«Non è importante la vita. Importante è cosa si fa della vita» (Beppe Niccolai - Roma, Dicembre 1984)

Anno IV - n° 7 - 31 Dicembre 1995

 

Aspettando Godot


Lo scorso numero, nel rendere edotti i lettori di "Tabularasa" dell'altrui «disagio e continuità a Destra», il direttore sollecitava me ed altri amici di redazione a dire la nostra in tema di fascismo. E con ciò replicare al dott. Cesare Pettinato ed alle di lui argomentazioni, vanamente destinate all'ignaro pubblico del "Secolo d'Italia". Compito senza dubbio difficile -il mio e nostro- d'intervenire nel mancato dibattito, e che mi accingo a svolgere, lo confesso, con un certo disagio.
Disagio che trovasi gravato (oltre che dall'onere di supplire a così autorevole tribuna giornalistica) da due ordini di motivi: il primo è il tema in sé -il fascismo- la cui trattazione sub specie articulis richiede(rebbe) doti di sintesi e d'acume di non facile reperimento; il secondo causato invece dalla pesante difficoltà di procedere ad un confronto d'opinione, allorché gli opinionisti muovano da premesse diametralmente distanti.
È il caso in questione.
Di chi vede, cioè «contrapposizioni più apparenti che reali [...] fra la vocazione sociale del fascismo e gli obiettivi iscritti nella bandiera del Polo: liberismo economico, mercato, capitalismo». Ovvero di chi afferma che «il fascismo è spiritualismo nella tradizione rinascimentale italiana: non è uomo chi non produce uno sforzo per capitalizzare, non importa se nella conoscenza, nell'abilità o nei mezzi di produzione». Di chi, dunque, avverte la minaccia del «rivoluzionarismo marxista presente nello schieramento (: quello di Prodi & Co. - n.d.r.) avversario», e nel contempo denuncia «la vocazione cripto-rivoluzionaria terzomondista che caratterizzerebbe il clero italiano» (l'uso del condizionale è sorprendente - n.d.r.). Di chi, insomma, sentendosi in dovere di ammonire che «Né libertà politica né libertà economica né democrazia sono possibili per uomini che non hanno la nazione come il valore più alto» può liricamente concludere che «Questo è il legato vivente del Risorgimento, che attraverso il fascismo e il Movimento sociale giunge ad Alleanza nazionale e al Polo delle libertà».

• **COSA FARE**
Secondo l'estratto, a quale giornale erano rivolte le argomentazioni del dott. Cesare Pettinato?

• **CONTENUTO DEI DATI**
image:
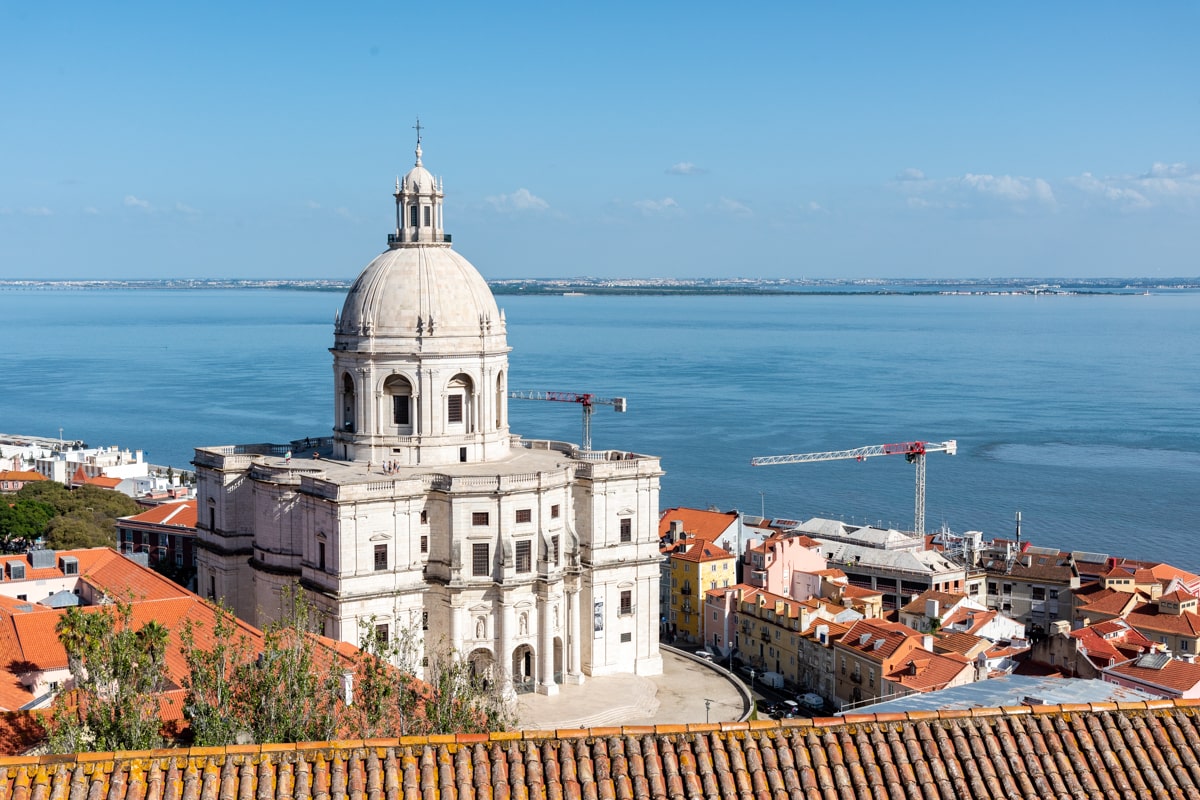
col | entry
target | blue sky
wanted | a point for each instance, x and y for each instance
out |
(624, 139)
--
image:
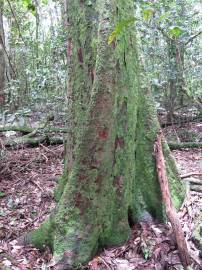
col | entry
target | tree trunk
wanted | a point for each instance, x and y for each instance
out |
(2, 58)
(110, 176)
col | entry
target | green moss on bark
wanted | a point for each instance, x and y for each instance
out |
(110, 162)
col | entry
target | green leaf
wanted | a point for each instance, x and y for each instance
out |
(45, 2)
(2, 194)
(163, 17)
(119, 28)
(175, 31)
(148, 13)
...
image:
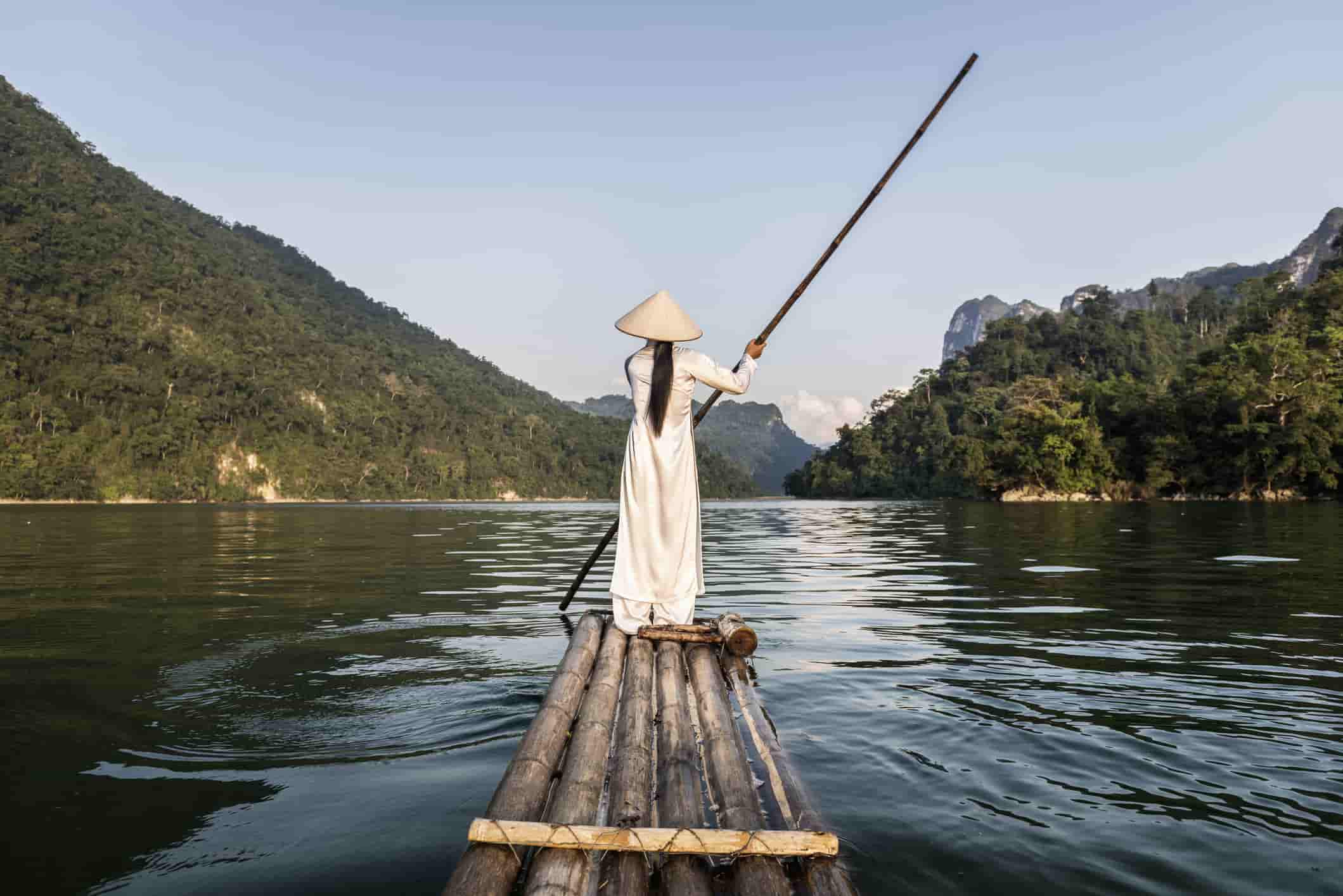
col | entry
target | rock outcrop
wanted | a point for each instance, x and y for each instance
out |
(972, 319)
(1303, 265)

• **SOLUZIONE**
Al "Secolo d'Italia".